> **RECORDS**
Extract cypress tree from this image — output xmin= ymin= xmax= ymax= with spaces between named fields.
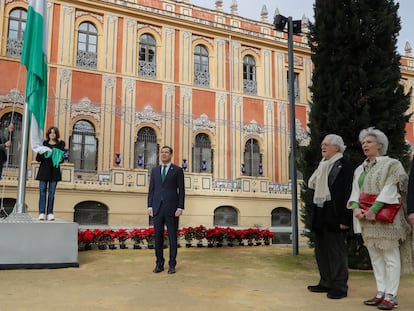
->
xmin=299 ymin=0 xmax=411 ymax=269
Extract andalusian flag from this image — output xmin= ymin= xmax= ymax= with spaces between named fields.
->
xmin=21 ymin=0 xmax=49 ymax=154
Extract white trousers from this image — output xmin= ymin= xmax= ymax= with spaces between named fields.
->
xmin=366 ymin=245 xmax=401 ymax=296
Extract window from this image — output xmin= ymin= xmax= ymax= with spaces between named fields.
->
xmin=6 ymin=8 xmax=27 ymax=58
xmin=134 ymin=127 xmax=158 ymax=173
xmin=243 ymin=55 xmax=257 ymax=95
xmin=271 ymin=207 xmax=292 ymax=244
xmin=287 ymin=72 xmax=300 ymax=102
xmin=77 ymin=22 xmax=98 ymax=69
xmin=214 ymin=206 xmax=238 ymax=226
xmin=138 ymin=34 xmax=156 ymax=78
xmin=0 ymin=112 xmax=22 ymax=168
xmin=69 ymin=120 xmax=98 ymax=171
xmin=74 ymin=201 xmax=108 ymax=225
xmin=194 ymin=44 xmax=209 ymax=87
xmin=192 ymin=133 xmax=213 ymax=173
xmin=243 ymin=138 xmax=261 ymax=176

> **WORK TASK**
When a line among the entries above contains "between", copy it.

> **SOLUTION FOR THIS EXERCISE**
Extract cypress tree from this image — output xmin= ymin= xmax= ymax= with spaces between named fields.
Extract andalusian flag from this image — output xmin= ymin= xmax= ymax= with spaces between named fields.
Extract white trousers from this image — output xmin= ymin= xmax= ymax= with spaces between named fields.
Extract window from this image — output xmin= ymin= xmax= ymax= with spaces between named fields.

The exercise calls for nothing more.